_ESTRATTO DELLA FONTE_:
>>>

11. Il quarto motivo di ricorso è infondato.

11.1. Il ricorrente lamenta, in relazione all’art. 360 c.p.c., comma 1, n. 3, violazione e falsa applicazione del D.Lgs. n. 917 del 1986, art. 109, della L. n. 537 del 1993, art. 14, comma 4-bis, e del D.L. n. 16 del 2012, art. 8, per non avere il giudice di appello applicato d’ufficio la disposizione. avente efficacia retroattiva, intervenuta nelle more fra il deposito dell’atto di appello ed il deposito della sentenza di appello, che consentiva la deducibilità dei costi relativi ad operazioni soggettivamente inesistenti con l’unico limite delle rettifiche definitive.

11.2. La Agenzia delle Entrate ha opposto che nella specie si verteva appunto in tale ultima situazione, poichè la questione di deducibilità dei costi non aveva costituito motivo di impugnazione con il ricorso iniziale ed era perciò divenuta incontestabile, non costituendo oggetto del thema decidendum, come già sostenuto con le difese in primo grado a seguito della memoria difensiva della ricorrente che aveva invocato la deducibilità dei costi nel corso del giudizio e con le controdeduzioni in grado di appello.

11.3 La argomentazione è corretta, considerato che nel giudizio tributario, in conseguenza della sua struttura impugnatoria, opera il principio generale di conversione dei motivi di nullità dell’atto tributario in motivi di gravame, per cui i motivi di invalidità non dedotti dal contribuente non possono essere rilevati di ufficio, nè possono essere fatta valere per la prima volta in sede di legittimità, ma neppure nel corso dei giudizi di merito, se non prospettati con il ricorso introduttivo. Il giudizio tributario è infatti caratterizzato da un meccanismo di instaurazione di tipo impugnatorio, circoscritto alla verifica della legittimità sostanziale e / o formale della pretesa effettivamente avanzata con l’atto impugnato, alla stregua dei presupposti di fatto e di diritto in esso indicati, ed avente un oggetto rigidamente delimitato dalle contestazioni mosse dal contribuente con i motivi specificamente dedotti nel ricorso introduttivo in primo grado, i quali costituiscono la “causa petendi” entro i cui confini si chiede l’annullamento dell’atto e la cui formulazione soggiace alla preclusione stabilita dal D.Lgs. n. 546 del 1992, art. 24, comma 2,, sicchè in sede di gravame le parti non possono proporre nè nuovi motivi e neppure nuove eccezioni, ai sensi del D.Lgs. 31 dicembre 1992, n. 546, art. 57 (v., per tutte, Sez. 5, Sentenza n. 25756 del 05/12/2014 Rv. 634056 – 01). Ciò vale anche con riguardo alla rilevabilità dello “ius superveniens” ed alla sua applicabilità nei giudizi in corso, poichè tale applicabilità non opera indiscriminatamente, ma deve essere coordinata con i principi che regolano l’onere dell’impugnazione e le relative preclusioni, con la conseguenza che la loro operatività trova ostacolo nel giudicato interno formatosi in relazione alle questioni, su cui avrebbe dovuto incidere la normativa sopravvenuta, e nella conseguente inesistenza di controversie in atto sui relativi punti (v. Cass. Sez. L, Sentenza n. 6101 del 17/03/2014 Rv. 630449 – 01 e successive conformi).

<<<

_RIGHE ARCHIVIATE_:
>>>

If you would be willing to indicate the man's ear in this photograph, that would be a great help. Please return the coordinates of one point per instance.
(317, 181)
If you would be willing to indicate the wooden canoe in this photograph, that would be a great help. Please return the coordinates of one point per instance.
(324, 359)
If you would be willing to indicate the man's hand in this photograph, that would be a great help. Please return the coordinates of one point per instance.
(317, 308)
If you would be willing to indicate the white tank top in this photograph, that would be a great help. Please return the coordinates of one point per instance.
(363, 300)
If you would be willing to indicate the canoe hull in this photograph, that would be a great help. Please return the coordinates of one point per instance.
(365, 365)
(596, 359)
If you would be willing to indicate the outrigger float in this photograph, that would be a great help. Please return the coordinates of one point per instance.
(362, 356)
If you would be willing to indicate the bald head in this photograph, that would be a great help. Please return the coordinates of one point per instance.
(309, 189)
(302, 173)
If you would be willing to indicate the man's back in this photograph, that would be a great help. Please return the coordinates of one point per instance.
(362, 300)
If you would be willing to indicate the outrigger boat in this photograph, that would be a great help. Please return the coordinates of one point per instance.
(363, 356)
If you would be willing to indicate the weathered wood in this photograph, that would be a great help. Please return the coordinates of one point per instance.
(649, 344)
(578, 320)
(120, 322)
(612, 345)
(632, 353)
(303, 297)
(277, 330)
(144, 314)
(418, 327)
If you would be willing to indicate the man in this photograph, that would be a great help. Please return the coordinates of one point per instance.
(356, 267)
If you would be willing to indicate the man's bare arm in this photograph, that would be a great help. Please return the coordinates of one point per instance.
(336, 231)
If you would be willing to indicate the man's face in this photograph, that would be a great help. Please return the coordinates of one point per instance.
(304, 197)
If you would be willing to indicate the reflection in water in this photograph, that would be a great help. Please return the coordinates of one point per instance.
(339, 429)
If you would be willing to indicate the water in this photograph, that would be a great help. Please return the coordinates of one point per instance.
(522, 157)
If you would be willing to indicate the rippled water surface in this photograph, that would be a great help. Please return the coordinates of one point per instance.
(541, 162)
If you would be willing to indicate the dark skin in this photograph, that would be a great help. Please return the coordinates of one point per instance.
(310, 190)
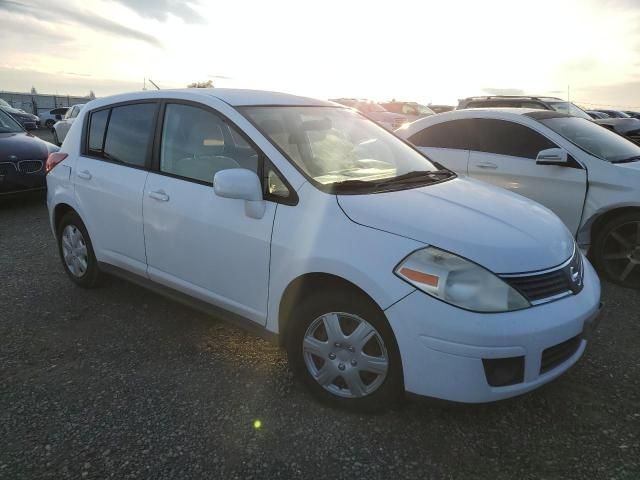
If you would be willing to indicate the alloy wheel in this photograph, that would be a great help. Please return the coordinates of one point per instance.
(622, 253)
(74, 251)
(345, 354)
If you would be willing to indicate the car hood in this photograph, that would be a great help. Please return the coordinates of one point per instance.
(497, 229)
(23, 146)
(620, 125)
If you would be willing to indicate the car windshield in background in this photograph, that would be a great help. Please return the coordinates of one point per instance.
(8, 124)
(569, 109)
(342, 151)
(594, 139)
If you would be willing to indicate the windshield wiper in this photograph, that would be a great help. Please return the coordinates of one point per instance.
(627, 160)
(405, 179)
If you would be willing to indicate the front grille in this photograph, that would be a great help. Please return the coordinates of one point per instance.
(549, 285)
(6, 168)
(558, 354)
(30, 166)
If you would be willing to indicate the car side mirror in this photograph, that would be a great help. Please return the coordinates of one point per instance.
(241, 184)
(553, 156)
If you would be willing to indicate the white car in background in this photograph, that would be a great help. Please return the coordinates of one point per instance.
(586, 174)
(50, 117)
(301, 219)
(375, 112)
(61, 127)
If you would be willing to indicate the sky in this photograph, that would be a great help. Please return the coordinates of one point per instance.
(422, 50)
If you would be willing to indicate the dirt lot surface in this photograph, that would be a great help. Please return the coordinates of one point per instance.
(121, 383)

<<<

_ESERCIZIO_:
Puoi ripetere parola per parola il brano dell'estratto della fonte che parte da "11. Il quarto" e termina con "delle rettifiche definitive."?

_RISULTATO FINALE_:
11. Il quarto motivo di ricorso è infondato.

11.1. Il ricorrente lamenta, in relazione all’art. 360 c.p.c., comma 1, n. 3, violazione e falsa applicazione del D.Lgs. n. 917 del 1986, art. 109, della L. n. 537 del 1993, art. 14, comma 4-bis, e del D.L. n. 16 del 2012, art. 8, per non avere il giudice di appello applicato d’ufficio la disposizione. avente efficacia retroattiva, intervenuta nelle more fra il deposito dell’atto di appello ed il deposito della sentenza di appello, che consentiva la deducibilità dei costi relativi ad operazioni soggettivamente inesistenti con l’unico limite delle rettifiche definitive.